[Material for this exercise]

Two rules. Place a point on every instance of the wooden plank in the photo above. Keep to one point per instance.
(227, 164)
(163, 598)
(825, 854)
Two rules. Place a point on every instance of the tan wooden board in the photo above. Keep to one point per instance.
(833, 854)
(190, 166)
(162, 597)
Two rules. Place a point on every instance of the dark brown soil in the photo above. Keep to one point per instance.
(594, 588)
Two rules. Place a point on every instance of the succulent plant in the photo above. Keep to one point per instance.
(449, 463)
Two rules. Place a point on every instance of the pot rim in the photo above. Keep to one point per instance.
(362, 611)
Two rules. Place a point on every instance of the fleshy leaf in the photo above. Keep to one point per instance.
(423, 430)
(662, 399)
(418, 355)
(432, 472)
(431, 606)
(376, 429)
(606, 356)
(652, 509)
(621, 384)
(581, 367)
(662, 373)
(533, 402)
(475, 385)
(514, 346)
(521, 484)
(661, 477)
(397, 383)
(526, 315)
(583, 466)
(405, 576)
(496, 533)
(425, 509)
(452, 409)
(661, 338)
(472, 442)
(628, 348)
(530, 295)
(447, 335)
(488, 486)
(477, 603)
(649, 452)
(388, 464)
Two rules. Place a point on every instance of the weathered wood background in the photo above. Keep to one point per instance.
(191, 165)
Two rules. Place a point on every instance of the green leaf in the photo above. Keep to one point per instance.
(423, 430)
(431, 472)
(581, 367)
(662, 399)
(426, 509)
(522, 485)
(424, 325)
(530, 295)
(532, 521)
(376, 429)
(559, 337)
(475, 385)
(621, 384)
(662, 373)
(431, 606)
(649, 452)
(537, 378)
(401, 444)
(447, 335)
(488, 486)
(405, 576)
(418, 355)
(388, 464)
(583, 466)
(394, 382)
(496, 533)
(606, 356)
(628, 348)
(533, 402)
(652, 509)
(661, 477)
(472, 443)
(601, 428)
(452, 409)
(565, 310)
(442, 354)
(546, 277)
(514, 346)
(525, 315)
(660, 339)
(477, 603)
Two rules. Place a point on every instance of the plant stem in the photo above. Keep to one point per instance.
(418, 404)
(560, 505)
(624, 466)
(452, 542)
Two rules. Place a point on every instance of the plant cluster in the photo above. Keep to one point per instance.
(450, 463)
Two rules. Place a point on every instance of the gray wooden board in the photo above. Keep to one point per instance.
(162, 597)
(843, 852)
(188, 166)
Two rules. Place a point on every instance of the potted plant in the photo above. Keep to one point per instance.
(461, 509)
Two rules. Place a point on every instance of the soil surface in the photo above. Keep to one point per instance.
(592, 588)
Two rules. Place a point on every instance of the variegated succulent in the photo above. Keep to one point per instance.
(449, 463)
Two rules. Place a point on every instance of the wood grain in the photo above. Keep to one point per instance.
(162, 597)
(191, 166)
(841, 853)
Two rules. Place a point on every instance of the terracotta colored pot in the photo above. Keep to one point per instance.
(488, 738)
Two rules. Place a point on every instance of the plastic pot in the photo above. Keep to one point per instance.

[Prompt]
Repeat exactly the lines from the line containing "Two rules. Place a point on every instance of the potted" through the last line of the records above, including both, and nothing else.

[Answer to the exercise]
Two rules. Place a point on every instance of the potted plant in the photo above. Keep to one point per instance.
(461, 509)
Two rules. Place a point on every instance of the soil surface in the photo above. Keep to one point per instance.
(592, 588)
Two rules. Place a point on every instance of the variegated succulent in the photo above. Keep to one point per instance.
(449, 463)
Two rules. Place a point on every instance of the wood grain in the photo above. Keep to one point per instance.
(162, 597)
(191, 166)
(841, 853)
Two rules. Place a point on every instance of the terracotta colored pot in the photo above. Keep to one point per instance.
(488, 738)
Two rules. Place a point on every instance of the plastic pot in the photo above. Keep to one point per instance.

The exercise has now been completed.